[Start of Attachment]

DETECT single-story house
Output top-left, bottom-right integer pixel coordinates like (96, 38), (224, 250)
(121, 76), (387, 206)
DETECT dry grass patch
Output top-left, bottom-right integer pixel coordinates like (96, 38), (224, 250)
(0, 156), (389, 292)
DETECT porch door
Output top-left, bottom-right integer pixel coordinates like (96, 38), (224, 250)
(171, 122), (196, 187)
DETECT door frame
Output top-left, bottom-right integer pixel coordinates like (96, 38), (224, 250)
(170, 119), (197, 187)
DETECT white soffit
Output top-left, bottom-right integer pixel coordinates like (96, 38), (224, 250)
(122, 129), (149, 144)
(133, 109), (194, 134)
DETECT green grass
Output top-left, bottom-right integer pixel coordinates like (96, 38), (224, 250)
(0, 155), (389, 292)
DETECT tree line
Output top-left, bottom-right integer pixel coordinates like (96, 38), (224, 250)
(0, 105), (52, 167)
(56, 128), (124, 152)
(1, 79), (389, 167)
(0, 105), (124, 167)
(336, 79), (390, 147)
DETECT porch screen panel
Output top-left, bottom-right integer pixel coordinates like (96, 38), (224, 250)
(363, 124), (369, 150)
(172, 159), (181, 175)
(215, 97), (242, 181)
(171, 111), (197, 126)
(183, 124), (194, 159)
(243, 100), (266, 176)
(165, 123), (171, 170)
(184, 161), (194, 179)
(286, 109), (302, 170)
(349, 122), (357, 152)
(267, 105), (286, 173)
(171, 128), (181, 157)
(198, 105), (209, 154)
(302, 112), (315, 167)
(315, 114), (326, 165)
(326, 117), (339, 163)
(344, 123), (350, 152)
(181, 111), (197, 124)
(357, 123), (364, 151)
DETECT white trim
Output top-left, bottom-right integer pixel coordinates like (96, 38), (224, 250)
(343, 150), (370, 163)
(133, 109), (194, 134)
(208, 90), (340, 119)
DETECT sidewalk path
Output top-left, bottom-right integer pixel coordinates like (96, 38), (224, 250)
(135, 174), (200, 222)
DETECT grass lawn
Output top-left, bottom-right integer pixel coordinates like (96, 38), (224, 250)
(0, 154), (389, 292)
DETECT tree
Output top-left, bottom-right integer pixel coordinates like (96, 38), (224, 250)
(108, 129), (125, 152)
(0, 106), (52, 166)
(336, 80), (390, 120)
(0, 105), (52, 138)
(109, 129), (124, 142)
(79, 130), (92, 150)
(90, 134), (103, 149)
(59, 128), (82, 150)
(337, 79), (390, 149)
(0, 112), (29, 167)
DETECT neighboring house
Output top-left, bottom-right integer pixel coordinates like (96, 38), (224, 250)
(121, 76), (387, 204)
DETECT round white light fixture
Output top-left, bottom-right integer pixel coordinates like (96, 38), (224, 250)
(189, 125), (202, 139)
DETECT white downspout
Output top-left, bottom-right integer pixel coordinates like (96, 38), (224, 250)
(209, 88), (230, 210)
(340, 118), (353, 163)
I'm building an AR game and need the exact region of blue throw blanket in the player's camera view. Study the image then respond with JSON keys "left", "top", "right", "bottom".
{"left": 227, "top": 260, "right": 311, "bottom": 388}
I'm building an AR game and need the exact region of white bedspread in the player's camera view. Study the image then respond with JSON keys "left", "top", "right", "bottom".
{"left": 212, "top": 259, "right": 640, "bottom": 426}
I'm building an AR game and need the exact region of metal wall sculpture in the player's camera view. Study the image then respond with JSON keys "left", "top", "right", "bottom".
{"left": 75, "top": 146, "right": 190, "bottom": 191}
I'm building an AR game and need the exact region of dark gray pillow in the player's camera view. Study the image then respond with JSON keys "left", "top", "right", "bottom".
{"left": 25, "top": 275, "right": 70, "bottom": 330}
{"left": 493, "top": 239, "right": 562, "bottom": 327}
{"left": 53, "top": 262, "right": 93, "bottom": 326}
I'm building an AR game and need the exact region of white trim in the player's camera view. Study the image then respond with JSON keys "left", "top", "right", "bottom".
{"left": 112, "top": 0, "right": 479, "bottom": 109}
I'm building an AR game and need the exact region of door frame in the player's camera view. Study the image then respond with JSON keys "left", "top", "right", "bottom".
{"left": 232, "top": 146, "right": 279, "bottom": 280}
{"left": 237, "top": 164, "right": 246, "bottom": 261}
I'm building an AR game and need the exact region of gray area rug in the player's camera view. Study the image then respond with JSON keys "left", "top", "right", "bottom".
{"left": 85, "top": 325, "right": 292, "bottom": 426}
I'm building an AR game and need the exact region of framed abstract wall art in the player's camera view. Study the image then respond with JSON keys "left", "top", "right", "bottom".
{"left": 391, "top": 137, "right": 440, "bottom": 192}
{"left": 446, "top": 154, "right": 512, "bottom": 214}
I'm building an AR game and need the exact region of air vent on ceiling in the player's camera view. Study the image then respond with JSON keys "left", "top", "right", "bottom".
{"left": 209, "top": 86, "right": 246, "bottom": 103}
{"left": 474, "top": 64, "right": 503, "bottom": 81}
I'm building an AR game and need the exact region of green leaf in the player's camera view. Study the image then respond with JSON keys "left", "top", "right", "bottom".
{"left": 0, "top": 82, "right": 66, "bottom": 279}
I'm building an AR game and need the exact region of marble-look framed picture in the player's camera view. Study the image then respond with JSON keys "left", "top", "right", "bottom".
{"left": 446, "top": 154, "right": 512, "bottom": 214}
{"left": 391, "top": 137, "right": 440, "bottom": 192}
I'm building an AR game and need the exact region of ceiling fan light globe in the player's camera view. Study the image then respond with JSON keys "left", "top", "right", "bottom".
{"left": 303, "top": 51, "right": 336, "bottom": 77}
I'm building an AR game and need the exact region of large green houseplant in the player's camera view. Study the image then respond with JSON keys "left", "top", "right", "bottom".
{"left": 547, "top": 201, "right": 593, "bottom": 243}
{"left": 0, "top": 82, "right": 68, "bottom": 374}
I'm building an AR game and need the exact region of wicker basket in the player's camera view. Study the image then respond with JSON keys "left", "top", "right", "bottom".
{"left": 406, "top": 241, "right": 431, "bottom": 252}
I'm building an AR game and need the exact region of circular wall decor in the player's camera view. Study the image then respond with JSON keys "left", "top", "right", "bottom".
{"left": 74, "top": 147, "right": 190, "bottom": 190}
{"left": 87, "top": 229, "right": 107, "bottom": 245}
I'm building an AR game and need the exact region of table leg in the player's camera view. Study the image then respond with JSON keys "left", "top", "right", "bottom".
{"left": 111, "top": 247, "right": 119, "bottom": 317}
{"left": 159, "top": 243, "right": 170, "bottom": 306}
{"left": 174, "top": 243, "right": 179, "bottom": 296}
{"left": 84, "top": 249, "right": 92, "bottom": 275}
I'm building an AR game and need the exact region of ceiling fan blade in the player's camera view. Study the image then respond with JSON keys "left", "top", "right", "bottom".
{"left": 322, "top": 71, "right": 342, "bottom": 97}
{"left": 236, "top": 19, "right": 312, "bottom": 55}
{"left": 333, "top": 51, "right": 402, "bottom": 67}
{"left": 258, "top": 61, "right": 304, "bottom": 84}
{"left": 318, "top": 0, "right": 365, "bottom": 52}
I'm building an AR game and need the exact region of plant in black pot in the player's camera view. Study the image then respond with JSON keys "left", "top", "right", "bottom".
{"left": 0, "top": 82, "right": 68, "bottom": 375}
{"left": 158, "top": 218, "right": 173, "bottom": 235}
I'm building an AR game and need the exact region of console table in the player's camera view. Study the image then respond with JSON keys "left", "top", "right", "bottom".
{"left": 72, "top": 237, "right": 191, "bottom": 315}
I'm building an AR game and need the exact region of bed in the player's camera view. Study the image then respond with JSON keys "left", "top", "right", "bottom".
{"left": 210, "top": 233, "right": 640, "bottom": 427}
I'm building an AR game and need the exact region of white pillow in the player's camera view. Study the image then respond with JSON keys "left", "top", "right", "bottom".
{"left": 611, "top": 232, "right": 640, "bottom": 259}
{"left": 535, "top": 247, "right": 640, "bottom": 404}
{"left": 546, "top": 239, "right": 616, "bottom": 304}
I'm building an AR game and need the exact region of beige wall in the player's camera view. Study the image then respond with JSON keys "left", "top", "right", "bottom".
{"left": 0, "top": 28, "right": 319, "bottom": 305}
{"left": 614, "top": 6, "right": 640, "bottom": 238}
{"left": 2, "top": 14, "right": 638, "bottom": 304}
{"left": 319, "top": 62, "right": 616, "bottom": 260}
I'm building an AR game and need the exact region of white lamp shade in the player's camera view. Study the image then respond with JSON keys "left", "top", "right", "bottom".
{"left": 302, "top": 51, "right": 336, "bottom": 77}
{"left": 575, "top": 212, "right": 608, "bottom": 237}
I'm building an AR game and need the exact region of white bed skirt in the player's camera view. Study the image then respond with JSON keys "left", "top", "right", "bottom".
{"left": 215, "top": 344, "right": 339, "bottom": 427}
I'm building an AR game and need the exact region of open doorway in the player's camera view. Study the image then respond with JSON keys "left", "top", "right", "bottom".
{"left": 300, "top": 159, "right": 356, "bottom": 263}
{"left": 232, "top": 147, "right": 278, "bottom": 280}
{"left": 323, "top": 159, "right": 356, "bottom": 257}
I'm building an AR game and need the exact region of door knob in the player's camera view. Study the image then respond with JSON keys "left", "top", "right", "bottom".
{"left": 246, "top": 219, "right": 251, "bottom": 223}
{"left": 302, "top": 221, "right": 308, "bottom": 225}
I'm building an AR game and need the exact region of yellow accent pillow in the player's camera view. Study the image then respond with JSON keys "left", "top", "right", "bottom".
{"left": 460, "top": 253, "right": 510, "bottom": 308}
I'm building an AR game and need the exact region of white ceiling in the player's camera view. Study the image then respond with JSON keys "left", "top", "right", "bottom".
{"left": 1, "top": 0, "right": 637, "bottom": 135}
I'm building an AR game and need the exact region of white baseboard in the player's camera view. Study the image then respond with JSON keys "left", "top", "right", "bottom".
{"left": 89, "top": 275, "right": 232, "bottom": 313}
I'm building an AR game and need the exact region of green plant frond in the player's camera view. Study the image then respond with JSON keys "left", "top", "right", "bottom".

[End of Attachment]

§ **Directions for this task**
The first line of the records begins the span, and the line containing "DETECT porch screen panel" ends it. Reproduce that span exactly, both ends included.

§ **Answer**
DETECT single-story house
Output top-left, bottom-right integer pixel coordinates like (96, 38), (224, 250)
(121, 76), (387, 206)
DETECT dry grass patch
Output top-left, bottom-right integer pixel coordinates like (96, 38), (224, 250)
(0, 156), (389, 292)
DETECT porch door
Output top-left, bottom-right integer pixel coordinates like (96, 38), (224, 250)
(171, 122), (196, 187)
DETECT door frame
Output top-left, bottom-right integer pixel coordinates like (96, 38), (224, 250)
(170, 119), (197, 187)
DETECT white soffit
Output top-left, bottom-right integer pixel coordinates like (96, 38), (224, 250)
(122, 129), (149, 144)
(133, 109), (194, 134)
DETECT green grass
Output top-left, bottom-right integer pixel coordinates like (96, 38), (224, 250)
(0, 155), (389, 292)
DETECT tree line
Output top-left, bottom-right integer pixel coordinates like (96, 38), (224, 250)
(0, 105), (52, 167)
(56, 128), (124, 152)
(1, 79), (389, 167)
(0, 105), (124, 167)
(336, 79), (390, 147)
DETECT porch screen panel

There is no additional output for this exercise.